Aim of the exercise>
Write down every entry below once more, exactly.

Detection examples:
-- Start --

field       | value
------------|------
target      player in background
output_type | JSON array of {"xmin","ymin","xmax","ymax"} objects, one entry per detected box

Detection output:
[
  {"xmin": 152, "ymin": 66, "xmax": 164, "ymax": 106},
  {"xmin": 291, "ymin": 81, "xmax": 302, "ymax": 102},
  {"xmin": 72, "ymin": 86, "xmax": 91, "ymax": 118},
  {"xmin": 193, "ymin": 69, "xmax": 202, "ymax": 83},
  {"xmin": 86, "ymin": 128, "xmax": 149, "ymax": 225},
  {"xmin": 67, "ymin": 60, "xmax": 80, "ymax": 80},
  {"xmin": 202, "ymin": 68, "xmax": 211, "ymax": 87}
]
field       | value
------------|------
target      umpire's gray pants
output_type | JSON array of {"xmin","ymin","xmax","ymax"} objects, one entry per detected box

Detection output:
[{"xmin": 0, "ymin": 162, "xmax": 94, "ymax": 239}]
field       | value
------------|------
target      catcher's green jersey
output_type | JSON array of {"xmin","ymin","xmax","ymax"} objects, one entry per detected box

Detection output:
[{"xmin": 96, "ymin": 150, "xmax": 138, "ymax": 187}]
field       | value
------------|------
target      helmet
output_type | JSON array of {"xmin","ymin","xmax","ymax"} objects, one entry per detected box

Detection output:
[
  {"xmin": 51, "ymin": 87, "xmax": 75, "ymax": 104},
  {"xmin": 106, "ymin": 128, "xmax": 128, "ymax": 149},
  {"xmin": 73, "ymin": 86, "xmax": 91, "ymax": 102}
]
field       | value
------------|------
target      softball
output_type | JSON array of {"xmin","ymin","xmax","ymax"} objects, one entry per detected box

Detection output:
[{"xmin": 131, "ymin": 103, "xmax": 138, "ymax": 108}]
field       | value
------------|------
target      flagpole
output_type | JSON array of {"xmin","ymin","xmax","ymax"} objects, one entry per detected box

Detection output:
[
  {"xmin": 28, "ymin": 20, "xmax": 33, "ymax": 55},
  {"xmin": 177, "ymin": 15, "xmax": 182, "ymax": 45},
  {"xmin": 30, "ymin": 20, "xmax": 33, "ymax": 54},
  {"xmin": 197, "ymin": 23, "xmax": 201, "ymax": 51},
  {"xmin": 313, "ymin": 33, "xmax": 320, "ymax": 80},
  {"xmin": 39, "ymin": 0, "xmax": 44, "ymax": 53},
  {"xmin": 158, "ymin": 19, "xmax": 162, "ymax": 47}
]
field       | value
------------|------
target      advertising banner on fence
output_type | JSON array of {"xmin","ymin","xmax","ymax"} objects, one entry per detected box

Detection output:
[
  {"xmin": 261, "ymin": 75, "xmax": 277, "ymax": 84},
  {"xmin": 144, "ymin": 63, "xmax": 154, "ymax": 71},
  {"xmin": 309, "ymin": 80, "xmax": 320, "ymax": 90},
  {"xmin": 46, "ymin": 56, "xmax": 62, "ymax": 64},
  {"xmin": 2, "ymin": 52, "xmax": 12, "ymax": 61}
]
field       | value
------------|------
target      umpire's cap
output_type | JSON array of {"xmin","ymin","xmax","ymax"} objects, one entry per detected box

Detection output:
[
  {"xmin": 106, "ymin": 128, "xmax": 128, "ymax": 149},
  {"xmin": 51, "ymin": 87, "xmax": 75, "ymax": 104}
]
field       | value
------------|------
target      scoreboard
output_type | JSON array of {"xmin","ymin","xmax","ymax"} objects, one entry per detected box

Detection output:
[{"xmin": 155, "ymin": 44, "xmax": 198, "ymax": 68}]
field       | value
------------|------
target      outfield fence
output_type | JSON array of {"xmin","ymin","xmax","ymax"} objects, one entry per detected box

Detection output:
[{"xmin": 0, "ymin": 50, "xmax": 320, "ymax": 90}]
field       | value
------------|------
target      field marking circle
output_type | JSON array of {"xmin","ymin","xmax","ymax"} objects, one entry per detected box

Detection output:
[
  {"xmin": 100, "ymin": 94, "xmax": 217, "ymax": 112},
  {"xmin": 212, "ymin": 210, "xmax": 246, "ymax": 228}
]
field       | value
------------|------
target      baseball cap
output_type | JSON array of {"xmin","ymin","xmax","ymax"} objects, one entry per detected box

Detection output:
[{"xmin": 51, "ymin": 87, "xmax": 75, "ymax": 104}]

-- End --

Answer to the problem>
field       | value
------------|------
target      player in background
output_type | JSON array of {"xmin","ymin","xmax","ymax"} objects, one entry per detected box

Detection output:
[
  {"xmin": 152, "ymin": 66, "xmax": 164, "ymax": 106},
  {"xmin": 291, "ymin": 81, "xmax": 302, "ymax": 102},
  {"xmin": 72, "ymin": 86, "xmax": 91, "ymax": 118},
  {"xmin": 193, "ymin": 69, "xmax": 202, "ymax": 83},
  {"xmin": 86, "ymin": 128, "xmax": 149, "ymax": 225},
  {"xmin": 67, "ymin": 60, "xmax": 80, "ymax": 80},
  {"xmin": 202, "ymin": 68, "xmax": 211, "ymax": 87}
]
field       | value
------------|------
target      umpire's gray pants
output_type | JSON array of {"xmin","ymin","xmax","ymax"} objects, one entry per detected box

Detection output:
[{"xmin": 0, "ymin": 162, "xmax": 94, "ymax": 239}]
field       | value
------------|------
target      catcher's green jersey
output_type | JSON array of {"xmin","ymin","xmax","ymax"} objects, one entry per detected box

Detection output:
[{"xmin": 96, "ymin": 150, "xmax": 138, "ymax": 187}]
field       | value
------------|------
target      helmet
output_type | JSON array of {"xmin","ymin","xmax","ymax"} objects, one entry per detected box

Detection output:
[
  {"xmin": 51, "ymin": 87, "xmax": 75, "ymax": 104},
  {"xmin": 106, "ymin": 128, "xmax": 128, "ymax": 149},
  {"xmin": 73, "ymin": 86, "xmax": 91, "ymax": 102}
]
field       | value
------------|------
target      softball
output_type | JSON array of {"xmin","ymin","xmax","ymax"} objects, one entry per detected box

Detection output:
[{"xmin": 131, "ymin": 103, "xmax": 138, "ymax": 108}]
field       | value
------------|------
target      flagpole
output_type | JSON array of {"xmin","ymin","xmax","ymax"} objects, one entry per detected box

Detection output:
[
  {"xmin": 28, "ymin": 20, "xmax": 33, "ymax": 55},
  {"xmin": 177, "ymin": 15, "xmax": 182, "ymax": 45},
  {"xmin": 30, "ymin": 20, "xmax": 33, "ymax": 54},
  {"xmin": 197, "ymin": 23, "xmax": 201, "ymax": 51},
  {"xmin": 313, "ymin": 33, "xmax": 320, "ymax": 80},
  {"xmin": 39, "ymin": 0, "xmax": 44, "ymax": 53},
  {"xmin": 158, "ymin": 19, "xmax": 162, "ymax": 47}
]
field       | value
------------|------
target      advertising banner on fence
output_type | JSON array of {"xmin","ymin","xmax","ymax"} objects, one entry per detected box

Detection output:
[
  {"xmin": 261, "ymin": 75, "xmax": 277, "ymax": 84},
  {"xmin": 144, "ymin": 63, "xmax": 154, "ymax": 71},
  {"xmin": 309, "ymin": 80, "xmax": 320, "ymax": 90},
  {"xmin": 46, "ymin": 56, "xmax": 62, "ymax": 64},
  {"xmin": 2, "ymin": 52, "xmax": 12, "ymax": 61}
]
field       | value
------------|------
target      umpire's cap
output_type | JSON array of {"xmin","ymin","xmax","ymax"} objects, one entry per detected box

Detection output:
[
  {"xmin": 106, "ymin": 128, "xmax": 128, "ymax": 149},
  {"xmin": 51, "ymin": 87, "xmax": 75, "ymax": 104}
]
field       | value
------------|------
target      scoreboard
output_type | JSON array of {"xmin","ymin","xmax","ymax"} objects, one entry per detected box

Detection output:
[{"xmin": 155, "ymin": 44, "xmax": 198, "ymax": 68}]
field       | value
------------|------
target      outfield fence
output_type | JSON array of {"xmin","ymin","xmax","ymax"} objects, one entry per detected box

Detection output:
[{"xmin": 0, "ymin": 50, "xmax": 320, "ymax": 90}]
field       | value
------------|------
target      field marking circle
output_type | JSON array of {"xmin","ymin","xmax","ymax"} objects, one entry per detected box

Detection output:
[
  {"xmin": 100, "ymin": 94, "xmax": 217, "ymax": 112},
  {"xmin": 212, "ymin": 210, "xmax": 246, "ymax": 228}
]
field       | value
------------|------
target      baseball cap
output_type | JSON array of {"xmin","ymin","xmax","ymax"} objects, one entry per detected box

Detection output:
[{"xmin": 51, "ymin": 87, "xmax": 75, "ymax": 104}]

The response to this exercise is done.